Page extract
Media attending Biden White House events frequently have no ability to ask questions. When they do, reporters are often preselected. And the president himself has even admitted that there are things his staff won’t allow him to speak about.
Asked if there’s “going to come a point when you see outrage from the mainstream media over their lack of access,” Stacy laughed and simply said “no.”
“They’re his lapdogs,” she added. “He owns them. They’re not going to complain.”
Appearing on the “Spicer & Co.” program on Newsmax TV, Stacy said any media pushback will be muted and mediocre:
They’ll say a few things on their shows. They may comment. But wide-scale…, I don’t think so.
They know who gives them the cookies in the briefing room. And that’s Jen Psaki.
Former Trump Administration advisor Sebastian Gorka, who appeared on the program with Stacy, registered his own complaint about the media: “Whichever way you slice it, it means these people are utterly, morally bankrupt.”
On the specific topic of the Hunter Biden laptop scandal, which has been proven to be legitimate, Stacy was asked if Twitter – which censored the New York Post’s reporting on the scandal during the final days of the 2020 presidential campaign – owed the Post an apology. “Of course they do,” Stacy replied, “Decent people are owed apologies.”

Questions to answer
• a. In the media access article, who does Stacy say gives reporters the cookies in the briefing room?
• b. Condense the paragraph of the media access article that begins "Media attending Biden White House events" into a short bulleted list that keeps its main facts.
• c. Extend the media access article by writing what comes next.
The listing after this point is separate material, unrelated to the media access article.

Material provided
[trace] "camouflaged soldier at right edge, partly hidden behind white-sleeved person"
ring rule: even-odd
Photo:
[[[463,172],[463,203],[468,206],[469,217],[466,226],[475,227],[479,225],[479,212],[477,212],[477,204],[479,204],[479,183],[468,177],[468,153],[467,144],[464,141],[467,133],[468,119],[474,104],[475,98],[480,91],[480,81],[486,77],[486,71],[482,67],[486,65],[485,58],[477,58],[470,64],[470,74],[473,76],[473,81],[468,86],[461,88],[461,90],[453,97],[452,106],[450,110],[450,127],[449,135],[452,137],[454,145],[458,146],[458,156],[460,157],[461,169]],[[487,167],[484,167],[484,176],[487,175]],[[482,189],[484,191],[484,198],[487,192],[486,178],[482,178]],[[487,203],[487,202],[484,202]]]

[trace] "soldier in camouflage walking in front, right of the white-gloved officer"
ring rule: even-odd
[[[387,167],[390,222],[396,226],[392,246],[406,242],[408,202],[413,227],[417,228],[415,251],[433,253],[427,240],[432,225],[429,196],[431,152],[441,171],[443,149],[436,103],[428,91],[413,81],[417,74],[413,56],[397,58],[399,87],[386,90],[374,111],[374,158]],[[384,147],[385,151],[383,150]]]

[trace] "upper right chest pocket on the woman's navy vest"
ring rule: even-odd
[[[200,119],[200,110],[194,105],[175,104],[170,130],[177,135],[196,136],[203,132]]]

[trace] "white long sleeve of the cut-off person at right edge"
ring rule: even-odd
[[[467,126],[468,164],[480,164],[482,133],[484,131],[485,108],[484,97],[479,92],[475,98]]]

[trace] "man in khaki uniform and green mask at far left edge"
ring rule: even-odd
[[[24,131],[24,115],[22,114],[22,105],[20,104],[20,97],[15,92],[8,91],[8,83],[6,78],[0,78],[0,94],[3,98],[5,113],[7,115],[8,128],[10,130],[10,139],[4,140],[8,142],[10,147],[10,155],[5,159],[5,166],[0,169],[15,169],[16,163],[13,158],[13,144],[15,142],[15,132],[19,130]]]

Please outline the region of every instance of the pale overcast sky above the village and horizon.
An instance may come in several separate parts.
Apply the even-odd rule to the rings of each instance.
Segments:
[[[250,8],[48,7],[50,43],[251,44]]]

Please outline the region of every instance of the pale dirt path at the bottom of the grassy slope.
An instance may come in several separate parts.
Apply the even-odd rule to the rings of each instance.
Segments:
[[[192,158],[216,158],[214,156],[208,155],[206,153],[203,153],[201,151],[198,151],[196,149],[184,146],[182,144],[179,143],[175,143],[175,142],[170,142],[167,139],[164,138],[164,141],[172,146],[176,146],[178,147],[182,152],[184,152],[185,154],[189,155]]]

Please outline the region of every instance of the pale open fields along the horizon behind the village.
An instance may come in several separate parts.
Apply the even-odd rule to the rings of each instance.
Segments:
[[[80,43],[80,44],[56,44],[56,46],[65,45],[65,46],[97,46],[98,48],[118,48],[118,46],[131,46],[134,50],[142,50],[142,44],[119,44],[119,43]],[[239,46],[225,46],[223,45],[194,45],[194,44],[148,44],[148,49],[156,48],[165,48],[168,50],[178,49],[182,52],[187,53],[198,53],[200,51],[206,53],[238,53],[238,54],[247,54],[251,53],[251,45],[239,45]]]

Your responses
• a. Jen Psaki.

• b.
- Media at Biden White House events often cannot ask questions.
- When questions are allowed, reporters are often preselected.
- The president has admitted his staff won't let him speak about some things.

• c.
But she noted that any corrections, clarifications or other acts of contrition are relatively meaningless right now:
[T]he reason they can do this correction now is because it’s too late to matter.
The election already happened, and millions of Americans who wouldn’t have voted for [Biden] did. So they’ve gotten what they wanted, and they’re saying, “oh, by the way, to protect our integrity and our legacy over time, we’re going to issue this correction.” It means diddly, and their reputation – in my opinion – is shot.
Suggesting reforms to remedy the poor performance of the press, Stacy pointed out that protections from regulation should be stripped from social media companies:
They can’t be trusted. And I don’t know why we give them everything that we give them. Like, we should all be leaving their platform en masse. But it is the means of communication that is now as ubiquitous as the phone. And so, you know, they should be declared a utility and we should all get to do anything we want.
Host Sean Spicer, who served as the Trump Administration’s first press secretary, agreed with Stacy “exactly – 100%.” He declared that “Stacy on the Right is right on this one!”